• _Exercise_
Below are the records; give again exactly the lines from the one containing "Target: parked car in background" through the one containing "Every instance of the rear window", leaving out pictures.

• _Supplied material_
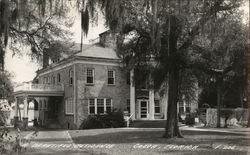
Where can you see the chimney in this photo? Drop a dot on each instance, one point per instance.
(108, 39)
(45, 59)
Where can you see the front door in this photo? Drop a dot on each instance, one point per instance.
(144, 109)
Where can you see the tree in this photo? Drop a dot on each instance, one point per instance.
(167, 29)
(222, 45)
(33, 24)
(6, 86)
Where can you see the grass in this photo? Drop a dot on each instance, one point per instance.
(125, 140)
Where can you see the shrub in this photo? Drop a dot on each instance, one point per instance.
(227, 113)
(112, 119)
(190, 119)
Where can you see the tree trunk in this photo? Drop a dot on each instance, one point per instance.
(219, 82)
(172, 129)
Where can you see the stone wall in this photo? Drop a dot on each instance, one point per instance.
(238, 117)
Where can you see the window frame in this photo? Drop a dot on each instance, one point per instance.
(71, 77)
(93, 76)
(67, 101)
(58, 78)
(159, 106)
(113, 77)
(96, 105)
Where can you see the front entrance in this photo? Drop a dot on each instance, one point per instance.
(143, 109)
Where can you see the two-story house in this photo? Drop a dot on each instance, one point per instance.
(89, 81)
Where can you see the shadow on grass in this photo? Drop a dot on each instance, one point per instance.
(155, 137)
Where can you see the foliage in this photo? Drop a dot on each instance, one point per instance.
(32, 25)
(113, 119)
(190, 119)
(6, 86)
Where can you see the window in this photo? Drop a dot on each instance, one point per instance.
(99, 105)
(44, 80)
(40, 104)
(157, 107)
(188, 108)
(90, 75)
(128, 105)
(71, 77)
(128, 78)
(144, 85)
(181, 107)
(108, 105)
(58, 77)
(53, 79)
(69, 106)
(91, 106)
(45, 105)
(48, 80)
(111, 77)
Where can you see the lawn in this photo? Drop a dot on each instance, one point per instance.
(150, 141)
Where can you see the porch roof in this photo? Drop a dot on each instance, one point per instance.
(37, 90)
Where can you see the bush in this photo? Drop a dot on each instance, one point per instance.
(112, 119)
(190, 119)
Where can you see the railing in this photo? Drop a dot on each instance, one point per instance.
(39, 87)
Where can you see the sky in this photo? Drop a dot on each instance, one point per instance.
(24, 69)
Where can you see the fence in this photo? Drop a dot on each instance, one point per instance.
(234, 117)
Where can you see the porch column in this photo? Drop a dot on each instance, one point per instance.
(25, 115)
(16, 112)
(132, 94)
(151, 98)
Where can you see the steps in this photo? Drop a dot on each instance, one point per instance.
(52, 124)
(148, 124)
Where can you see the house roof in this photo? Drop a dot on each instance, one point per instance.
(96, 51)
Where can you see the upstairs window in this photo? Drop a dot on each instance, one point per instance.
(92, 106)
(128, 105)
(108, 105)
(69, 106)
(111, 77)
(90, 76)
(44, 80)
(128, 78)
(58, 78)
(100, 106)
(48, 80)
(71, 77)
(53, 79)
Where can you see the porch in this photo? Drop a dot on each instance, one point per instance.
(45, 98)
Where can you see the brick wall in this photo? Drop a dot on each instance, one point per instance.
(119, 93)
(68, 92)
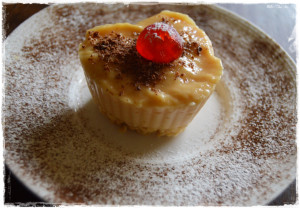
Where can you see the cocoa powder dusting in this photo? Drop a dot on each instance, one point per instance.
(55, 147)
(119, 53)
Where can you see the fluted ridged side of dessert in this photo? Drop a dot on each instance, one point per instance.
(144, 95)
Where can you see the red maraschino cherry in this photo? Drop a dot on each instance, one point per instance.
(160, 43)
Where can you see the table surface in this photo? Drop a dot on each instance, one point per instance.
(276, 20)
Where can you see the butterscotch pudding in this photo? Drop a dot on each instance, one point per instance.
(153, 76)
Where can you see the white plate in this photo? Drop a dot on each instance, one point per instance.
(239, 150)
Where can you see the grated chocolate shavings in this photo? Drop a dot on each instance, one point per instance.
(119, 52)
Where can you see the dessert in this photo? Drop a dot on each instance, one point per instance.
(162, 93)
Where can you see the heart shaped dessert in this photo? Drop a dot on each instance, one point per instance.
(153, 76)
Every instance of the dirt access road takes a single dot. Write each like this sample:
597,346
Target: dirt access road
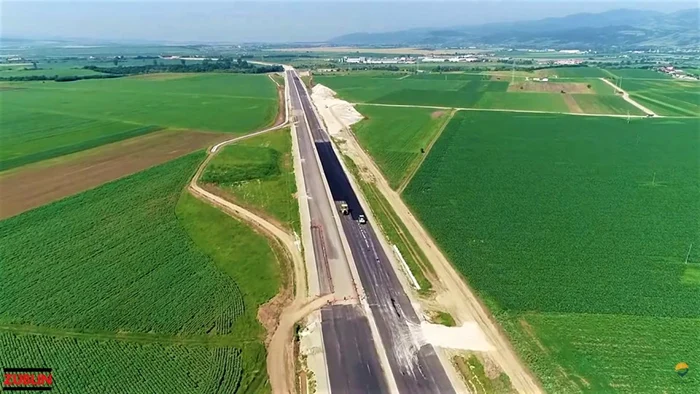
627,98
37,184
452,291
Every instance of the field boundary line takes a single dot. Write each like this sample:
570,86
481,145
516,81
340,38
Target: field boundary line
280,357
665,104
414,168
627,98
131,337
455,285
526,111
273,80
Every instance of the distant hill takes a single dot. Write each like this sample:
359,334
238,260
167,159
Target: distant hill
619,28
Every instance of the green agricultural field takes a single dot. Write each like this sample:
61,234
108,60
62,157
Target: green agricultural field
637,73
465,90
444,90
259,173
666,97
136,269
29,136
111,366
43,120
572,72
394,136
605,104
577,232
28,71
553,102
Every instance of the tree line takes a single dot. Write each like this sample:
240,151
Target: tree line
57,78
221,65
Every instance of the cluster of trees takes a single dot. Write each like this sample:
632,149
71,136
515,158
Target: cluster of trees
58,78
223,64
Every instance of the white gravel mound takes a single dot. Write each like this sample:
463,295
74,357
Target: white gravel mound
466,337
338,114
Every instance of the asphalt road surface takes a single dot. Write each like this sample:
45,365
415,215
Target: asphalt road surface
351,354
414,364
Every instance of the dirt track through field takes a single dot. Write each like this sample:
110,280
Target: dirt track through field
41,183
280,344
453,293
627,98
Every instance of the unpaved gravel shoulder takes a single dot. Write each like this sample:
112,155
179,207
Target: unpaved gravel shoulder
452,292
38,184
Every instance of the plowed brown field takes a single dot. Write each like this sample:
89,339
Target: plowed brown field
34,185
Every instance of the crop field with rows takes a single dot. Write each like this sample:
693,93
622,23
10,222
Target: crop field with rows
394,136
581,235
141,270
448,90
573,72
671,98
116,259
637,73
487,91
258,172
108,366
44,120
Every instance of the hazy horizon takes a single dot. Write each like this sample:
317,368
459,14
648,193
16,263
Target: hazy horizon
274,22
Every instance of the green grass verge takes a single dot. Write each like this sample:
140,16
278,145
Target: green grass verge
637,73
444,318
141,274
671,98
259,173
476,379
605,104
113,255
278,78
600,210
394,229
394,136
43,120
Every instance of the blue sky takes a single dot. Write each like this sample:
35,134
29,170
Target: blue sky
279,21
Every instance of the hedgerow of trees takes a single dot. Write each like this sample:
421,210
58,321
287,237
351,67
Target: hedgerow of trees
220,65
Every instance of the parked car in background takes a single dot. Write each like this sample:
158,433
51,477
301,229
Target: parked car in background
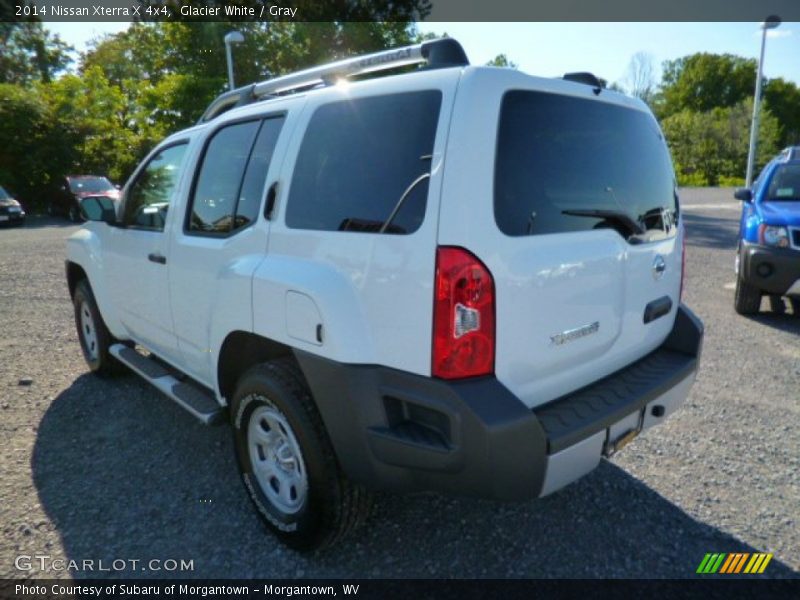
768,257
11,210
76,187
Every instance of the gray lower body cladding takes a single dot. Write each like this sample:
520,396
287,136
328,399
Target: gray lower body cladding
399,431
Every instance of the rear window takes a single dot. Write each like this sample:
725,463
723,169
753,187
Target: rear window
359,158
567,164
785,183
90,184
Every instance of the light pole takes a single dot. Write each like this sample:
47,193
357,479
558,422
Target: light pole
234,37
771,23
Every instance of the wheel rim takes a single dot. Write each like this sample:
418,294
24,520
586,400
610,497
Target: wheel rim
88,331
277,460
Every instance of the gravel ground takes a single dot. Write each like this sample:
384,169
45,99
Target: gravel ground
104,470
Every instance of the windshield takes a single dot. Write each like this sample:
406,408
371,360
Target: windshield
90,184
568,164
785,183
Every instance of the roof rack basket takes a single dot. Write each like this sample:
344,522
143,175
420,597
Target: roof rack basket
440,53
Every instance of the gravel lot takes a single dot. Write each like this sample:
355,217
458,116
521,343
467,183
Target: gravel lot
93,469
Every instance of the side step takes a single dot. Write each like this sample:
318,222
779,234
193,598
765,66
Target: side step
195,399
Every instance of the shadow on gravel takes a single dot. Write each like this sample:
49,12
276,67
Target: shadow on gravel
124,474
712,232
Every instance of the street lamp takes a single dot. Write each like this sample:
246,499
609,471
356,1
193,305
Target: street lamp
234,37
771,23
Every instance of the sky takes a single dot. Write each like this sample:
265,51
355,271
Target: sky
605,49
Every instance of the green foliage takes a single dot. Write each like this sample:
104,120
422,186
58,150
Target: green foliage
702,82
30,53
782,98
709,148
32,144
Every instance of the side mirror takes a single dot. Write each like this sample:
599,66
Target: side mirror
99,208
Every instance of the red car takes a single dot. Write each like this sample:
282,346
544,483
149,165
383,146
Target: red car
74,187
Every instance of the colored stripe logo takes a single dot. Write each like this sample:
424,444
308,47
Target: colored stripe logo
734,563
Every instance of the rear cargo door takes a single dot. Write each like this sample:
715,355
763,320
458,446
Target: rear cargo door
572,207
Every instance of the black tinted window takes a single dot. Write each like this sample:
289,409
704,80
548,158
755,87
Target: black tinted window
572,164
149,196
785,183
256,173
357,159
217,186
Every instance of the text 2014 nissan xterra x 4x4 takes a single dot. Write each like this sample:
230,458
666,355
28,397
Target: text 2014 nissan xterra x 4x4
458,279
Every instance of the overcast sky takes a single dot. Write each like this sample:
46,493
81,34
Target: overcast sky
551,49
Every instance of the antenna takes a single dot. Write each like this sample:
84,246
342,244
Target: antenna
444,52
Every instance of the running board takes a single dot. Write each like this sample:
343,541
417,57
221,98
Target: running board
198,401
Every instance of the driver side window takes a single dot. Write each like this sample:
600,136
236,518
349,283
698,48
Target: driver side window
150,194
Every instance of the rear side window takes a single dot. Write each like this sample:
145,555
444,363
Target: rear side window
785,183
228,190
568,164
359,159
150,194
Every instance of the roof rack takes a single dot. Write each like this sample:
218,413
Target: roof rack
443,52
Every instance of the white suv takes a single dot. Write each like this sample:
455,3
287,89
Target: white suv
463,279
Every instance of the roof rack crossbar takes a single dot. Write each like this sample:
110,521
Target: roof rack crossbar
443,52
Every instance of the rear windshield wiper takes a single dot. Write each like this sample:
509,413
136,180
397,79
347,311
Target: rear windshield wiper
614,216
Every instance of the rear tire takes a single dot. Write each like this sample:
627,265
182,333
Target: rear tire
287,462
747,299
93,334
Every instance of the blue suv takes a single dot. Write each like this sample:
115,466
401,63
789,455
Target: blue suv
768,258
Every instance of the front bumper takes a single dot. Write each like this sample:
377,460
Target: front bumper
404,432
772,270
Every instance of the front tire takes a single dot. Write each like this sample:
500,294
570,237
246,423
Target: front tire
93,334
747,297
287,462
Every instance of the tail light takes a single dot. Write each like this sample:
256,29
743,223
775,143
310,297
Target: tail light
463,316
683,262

• _Completed exercise_
Target: parked car in background
768,257
11,210
76,187
Every instance of the gray lower body cladding takes a single dot. Write each like this sample:
520,396
287,136
328,399
Target: gray lower body cladding
399,431
Every instance of the rear window takes a single dot. Write each like this sample:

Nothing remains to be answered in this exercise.